# [Excerpted text]
Today, Pittsburgh is one of the whitest, least ethnically diverse metropolitan regions in the country, and it doesn't attract large numbers of migrant workers or even immigrants in general, compared to most cities. And today's American immigration stories aren't Pittsburgh's immigration stories of yesterday. Instead of hearing tales populated by enterprising Carnegies and Mellons and Arbuckles, we hear fear: looping sound bites about the need to protect our borders from immigrants, the opportunism of illegal "aliens" and the burden they put upon our social support networks. We don't hear about home and the re-creation of self and the working class's building of a nation. Then again, maybe this isn't a new thing; war does this to people. The beginning of World War I, for example, also brought heightened nationalism, a suspicion of foreigners and a stem to the immigration flow. World War II saw even more blatantly xenophobic practices.
The struggle for assimilation characterizes most immigrant stories, but in today's context, Martha, who is black and from Africa, likely struggles to make America work for her, to make America her own, in markedly different ways than John Arbuckle did. In his time, immigrants represented something new and robust and undefined. They came to Pittsburgh and helped create it. Today's immigrants discover a city already well grounded in a particular history and identity, and they must, therefore, integrate, likely without ever fully belonging. Martha struggles, though she, too, is an American citizen and a Pittsburgher.
When John Arbuckle first walked the streets of downtown Pittsburgh, the current site of Tana Ethiopian Cuisine wasn't even part of the city. It was pastureland just beyond Pittsburgh's eastern border. In the early 1800s, Jacob Negley built a manor there and developed a village he called East Liberty, which, with the help of his son-in-law, Thomas Mellon, he quickly made into a regional transportation hub. In 1868, just as sales of Arbuckle's Ariosa Coffee really began to explode, Pittsburgh annexed East Liberty. Village merchants of the time served the wealthy in nearby Highland Park, Point Breeze and Shadyside, as well as in working class Garfield and Bloomfield. East Liberty eventually became Pennsylvania's third busiest retail center, after the downtown districts in Pittsburgh and Philadelphia. By the 1960s, however, doomed and contentious attempts to develop East Liberty into an outdoor shopping space enclosed by what is now Penn Circle—an urban answer to suburban shopping malls—resulted in massive demolition and sequestered East Liberty to the lengthy list of economically failing urban areas in America.

# [Collected data]
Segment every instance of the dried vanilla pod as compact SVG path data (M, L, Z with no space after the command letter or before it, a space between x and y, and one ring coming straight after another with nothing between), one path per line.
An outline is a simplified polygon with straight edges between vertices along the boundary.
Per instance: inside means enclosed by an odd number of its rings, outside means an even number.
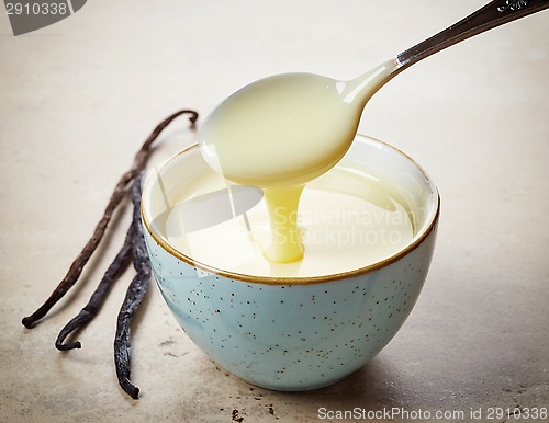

# [Problem 1]
Answer each question from the Pittsburgh text, one line each.
(a) In what year did Pittsburgh annex East Liberty?
(b) Who built a manor and developed the village he called East Liberty?
(c) Which war does the text say saw even more blatantly xenophobic practices?
# [Problem 2]
Summarize the Pittsburgh text in two sentences.
# [Problem 3]
Retype the stretch of the Pittsburgh text from "The struggle for" through "and a Pittsburgher.".

# [Reply 1]
(a) 1868
(b) Jacob Negley
(c) World War II

# [Reply 2]
Pittsburgh is now one of the least ethnically diverse metropolitan regions in the country, and today's immigration stories are told in terms of fear rather than the earlier tales of figures like the Carnegies, Mellons and Arbuckles. Immigrants in John Arbuckle's time helped create the city, while today's immigrants must integrate into an established identity, and East Liberty, once Pennsylvania's third busiest retail center, was left economically failing after 1960s redevelopment around Penn Circle brought massive demolition.

# [Reply 3]
The struggle for assimilation characterizes most immigrant stories, but in today's context, Martha, who is black and from Africa, likely struggles to make America work for her, to make America her own, in markedly different ways than John Arbuckle did. In his time, immigrants represented something new and robust and undefined. They came to Pittsburgh and helped create it. Today's immigrants discover a city already well grounded in a particular history and identity, and they must, therefore, integrate, likely without ever fully belonging. Martha struggles, though she, too, is an American citizen and a Pittsburgher.